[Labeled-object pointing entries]
= = = =

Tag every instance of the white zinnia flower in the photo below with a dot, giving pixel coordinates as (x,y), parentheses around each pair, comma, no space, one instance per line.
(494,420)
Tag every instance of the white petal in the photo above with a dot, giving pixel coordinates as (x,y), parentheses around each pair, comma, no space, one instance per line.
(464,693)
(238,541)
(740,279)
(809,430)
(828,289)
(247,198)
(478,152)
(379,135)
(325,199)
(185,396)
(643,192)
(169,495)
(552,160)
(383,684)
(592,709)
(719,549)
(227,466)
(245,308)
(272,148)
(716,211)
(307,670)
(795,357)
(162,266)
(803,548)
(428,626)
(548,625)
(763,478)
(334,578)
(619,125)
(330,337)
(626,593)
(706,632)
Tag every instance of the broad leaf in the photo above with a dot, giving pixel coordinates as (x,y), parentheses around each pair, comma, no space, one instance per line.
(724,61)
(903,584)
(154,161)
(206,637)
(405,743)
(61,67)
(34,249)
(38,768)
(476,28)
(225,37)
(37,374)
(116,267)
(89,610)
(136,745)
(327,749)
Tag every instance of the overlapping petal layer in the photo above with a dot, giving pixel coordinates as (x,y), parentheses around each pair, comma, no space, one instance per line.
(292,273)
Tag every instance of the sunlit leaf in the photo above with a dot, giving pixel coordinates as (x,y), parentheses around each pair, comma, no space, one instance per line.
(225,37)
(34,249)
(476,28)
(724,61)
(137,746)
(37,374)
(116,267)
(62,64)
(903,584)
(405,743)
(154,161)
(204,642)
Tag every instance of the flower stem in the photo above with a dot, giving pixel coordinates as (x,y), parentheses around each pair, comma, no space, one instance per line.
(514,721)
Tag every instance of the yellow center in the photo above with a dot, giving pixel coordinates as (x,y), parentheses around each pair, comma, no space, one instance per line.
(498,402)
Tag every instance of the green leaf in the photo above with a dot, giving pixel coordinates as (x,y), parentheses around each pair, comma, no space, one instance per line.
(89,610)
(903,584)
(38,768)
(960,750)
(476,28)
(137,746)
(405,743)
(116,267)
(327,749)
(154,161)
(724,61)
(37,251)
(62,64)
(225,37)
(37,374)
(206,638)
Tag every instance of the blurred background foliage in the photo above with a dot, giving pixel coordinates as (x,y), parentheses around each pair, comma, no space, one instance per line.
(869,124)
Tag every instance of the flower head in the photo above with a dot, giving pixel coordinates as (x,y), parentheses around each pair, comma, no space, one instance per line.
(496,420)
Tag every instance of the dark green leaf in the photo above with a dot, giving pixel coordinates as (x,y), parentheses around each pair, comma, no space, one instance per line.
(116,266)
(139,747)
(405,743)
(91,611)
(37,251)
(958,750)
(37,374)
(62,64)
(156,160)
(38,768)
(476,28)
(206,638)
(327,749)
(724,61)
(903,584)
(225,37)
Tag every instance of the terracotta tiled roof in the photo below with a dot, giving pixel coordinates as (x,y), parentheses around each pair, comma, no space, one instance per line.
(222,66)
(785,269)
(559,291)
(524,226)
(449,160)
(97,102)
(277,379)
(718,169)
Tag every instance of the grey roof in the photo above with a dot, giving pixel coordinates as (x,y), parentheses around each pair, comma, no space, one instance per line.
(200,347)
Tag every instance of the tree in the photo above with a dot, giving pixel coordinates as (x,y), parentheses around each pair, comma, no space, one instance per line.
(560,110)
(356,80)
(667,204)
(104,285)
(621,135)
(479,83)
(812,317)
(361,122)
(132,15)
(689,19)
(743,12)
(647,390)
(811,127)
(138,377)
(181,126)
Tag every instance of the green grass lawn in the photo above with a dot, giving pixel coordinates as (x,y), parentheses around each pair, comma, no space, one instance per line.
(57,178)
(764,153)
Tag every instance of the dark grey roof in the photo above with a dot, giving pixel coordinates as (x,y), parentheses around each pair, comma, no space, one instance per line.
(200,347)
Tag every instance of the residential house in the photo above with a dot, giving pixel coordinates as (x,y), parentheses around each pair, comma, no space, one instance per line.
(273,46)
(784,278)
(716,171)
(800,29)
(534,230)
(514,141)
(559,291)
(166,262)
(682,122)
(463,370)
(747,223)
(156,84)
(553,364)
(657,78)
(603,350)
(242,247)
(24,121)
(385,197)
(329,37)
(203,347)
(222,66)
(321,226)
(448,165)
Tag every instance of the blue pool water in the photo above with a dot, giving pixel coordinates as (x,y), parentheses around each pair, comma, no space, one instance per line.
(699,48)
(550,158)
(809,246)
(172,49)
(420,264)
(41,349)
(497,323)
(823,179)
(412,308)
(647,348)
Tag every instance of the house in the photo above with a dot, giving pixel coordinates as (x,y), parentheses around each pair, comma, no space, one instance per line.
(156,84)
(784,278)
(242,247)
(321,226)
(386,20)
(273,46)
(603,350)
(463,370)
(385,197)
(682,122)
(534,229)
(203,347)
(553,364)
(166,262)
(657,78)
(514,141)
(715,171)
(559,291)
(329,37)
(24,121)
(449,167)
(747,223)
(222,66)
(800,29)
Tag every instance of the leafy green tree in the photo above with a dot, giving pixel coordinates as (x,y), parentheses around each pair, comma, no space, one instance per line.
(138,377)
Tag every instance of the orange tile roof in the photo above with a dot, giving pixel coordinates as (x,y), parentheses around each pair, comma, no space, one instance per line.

= = = =

- **Exercise**: Put every line of the records above into a numbered list, leaving out any blank lines.

- **Complete response**:
1. Tag every instance of the white zinnia flower in the photo below with a dot, giving pixel coordinates as (x,y), parentheses around each pair, comma, no space, one instance per line.
2. (494,420)
3. Tag every instance of the white petal in the photo above with a dot, giving pixel coordinates as (x,y), parentheses around each pair, comma, no space, one instance per line.
4. (464,693)
5. (238,541)
6. (740,279)
7. (809,430)
8. (828,289)
9. (247,198)
10. (478,152)
11. (379,135)
12. (325,199)
13. (185,396)
14. (643,192)
15. (169,495)
16. (552,160)
17. (383,684)
18. (592,709)
19. (719,549)
20. (227,466)
21. (245,308)
22. (272,148)
23. (716,211)
24. (307,670)
25. (795,357)
26. (162,266)
27. (803,548)
28. (428,626)
29. (548,625)
30. (763,478)
31. (334,578)
32. (619,125)
33. (330,337)
34. (626,593)
35. (706,632)
36. Tag every instance of the broad leaf in the photo above with a dot, giving pixel coordinates as (x,y), parentheses around each pair, comma, no space, one instance per line.
37. (724,61)
38. (903,584)
39. (154,161)
40. (206,637)
41. (405,743)
42. (61,67)
43. (34,249)
44. (38,768)
45. (476,28)
46. (225,37)
47. (37,374)
48. (116,267)
49. (89,610)
50. (136,745)
51. (327,749)
52. Tag every instance of the overlapping petal layer in the photo above with a dot, giving pixel coordinates as (x,y), parentheses around each pair, comma, no space, one instance per line.
53. (292,273)
54. Tag every instance of the sunlit leaf in the photo above with a dot, giving pixel coordinates as (x,y), parentheses around each pair, comma, no space, one instance per line.
55. (225,37)
56. (34,249)
57. (476,28)
58. (724,61)
59. (137,746)
60. (37,374)
61. (116,267)
62. (62,64)
63. (903,584)
64. (405,743)
65. (154,161)
66. (204,642)
67. Tag every instance of the flower stem in the photo above with a dot, giving pixel coordinates as (x,y), parentheses around each pair, comma, no space, one instance per line.
68. (514,721)
69. Tag every instance of the yellow center in the photo above with a dot, giving pixel coordinates as (x,y), parentheses around each pair, comma, no space, one instance per line.
70. (498,402)
71. Tag every instance of the green leaf in the photo above with a dot, giving pixel coordinates as (x,y), parentheses around each pair, comma, no space, one instance per line.
72. (89,610)
73. (903,584)
74. (38,768)
75. (960,750)
76. (476,28)
77. (137,746)
78. (405,743)
79. (116,267)
80. (327,749)
81. (154,161)
82. (724,61)
83. (37,251)
84. (62,64)
85. (225,37)
86. (37,374)
87. (206,638)
88. Tag every instance of the blurred background foliage in the photo above with a dot, giving pixel coordinates as (x,y), parentheses around each pair, comma, no space, one instance per line.
89. (869,124)
90. Tag every instance of the flower head in the photo above with a dot, giving pixel coordinates as (x,y), parentheses around each pair, comma, no space, one instance per line.
91. (496,420)
92. Tag every instance of the dark green leaf in the photo above with a dot, giving pixel coordinates as (x,y), parentheses around each pair, comma, no space, one instance per line.
93. (116,266)
94. (139,747)
95. (405,743)
96. (91,611)
97. (37,251)
98. (958,750)
99. (37,374)
100. (62,64)
101. (156,160)
102. (38,768)
103. (476,28)
104. (206,638)
105. (327,749)
106. (724,61)
107. (903,584)
108. (225,37)
109. Tag every instance of the terracotta tiled roof in the photo below with a dot, giving pixel coordinates as (x,y), parentheses around each pair, comma, no space, one instance per line.
110. (222,66)
111. (785,269)
112. (559,291)
113. (524,226)
114. (449,160)
115. (97,102)
116. (277,379)
117. (718,169)
118. Tag every instance of the grey roof in the photo above with a dot, giving pixel coordinates as (x,y), parentheses around each pair, comma, no space, one instance per line.
119. (200,347)
120. Tag every instance of the tree in the photo above with a dot, giving pixel coordinates as (x,y), parentheses around each pair, comma, no space, one instance per line.
121. (560,110)
122. (356,80)
123. (667,204)
124. (104,285)
125. (621,135)
126. (479,83)
127. (812,317)
128. (361,122)
129. (132,15)
130. (689,19)
131. (743,12)
132. (647,390)
133. (811,127)
134. (138,377)
135. (181,126)
136. Tag every instance of the green grass lawn in the photo above with a dot, giving pixel coordinates as (x,y), parentheses around each pair, comma, no space, one instance per line.
137. (57,178)
138. (764,153)
139. Tag every instance of the dark grey roof in the photo above with a dot, giving pixel coordinates as (x,y), parentheses around each pair, comma, no space, one instance per line.
140. (200,347)
141. Tag every instance of the residential house in the photo above with a dot, giving pixel coordinates as (x,y), parentheses around each pair, comma, no space, one instance per line.
142. (273,46)
143. (784,278)
144. (716,171)
145. (800,29)
146. (534,230)
147. (514,141)
148. (559,291)
149. (166,262)
150. (682,122)
151. (463,370)
152. (747,223)
153. (156,84)
154. (553,364)
155. (657,78)
156. (603,350)
157. (242,247)
158. (24,121)
159. (385,197)
160. (329,37)
161. (203,347)
162. (222,66)
163. (321,226)
164. (448,165)
165. Tag every instance of the blue pool water in the photo above with a dot, giving pixel coordinates as (x,y), parentheses around each pair, comma, no space, one instance per line.
166. (699,48)
167. (550,158)
168. (809,246)
169. (172,49)
170. (420,264)
171. (41,349)
172. (497,323)
173. (823,179)
174. (412,308)
175. (647,348)
176. Tag every instance of the house in the photo above with a dot, giving pixel coordinates as (x,y), parentheses around each pair, comma, no space, one instance per line.
177. (156,84)
178. (784,278)
179. (242,247)
180. (321,226)
181. (386,20)
182. (273,46)
183. (603,350)
184. (463,370)
185. (385,197)
186. (682,122)
187. (534,229)
188. (203,347)
189. (553,364)
190. (166,262)
191. (657,78)
192. (514,141)
193. (715,171)
194. (559,291)
195. (329,37)
196. (24,121)
197. (449,167)
198. (747,223)
199. (222,66)
200. (800,29)
201. Tag every instance of the leafy green tree in the photo above with a dot, giving pixel coordinates as (x,y), parentheses around each pair, comma, no space, one instance per line.
202. (138,377)
203. Tag every instance of the orange tile roof in the photo above with a dot, giving pixel coordinates as (x,y), parentheses around each pair, comma, no space, one instance per line.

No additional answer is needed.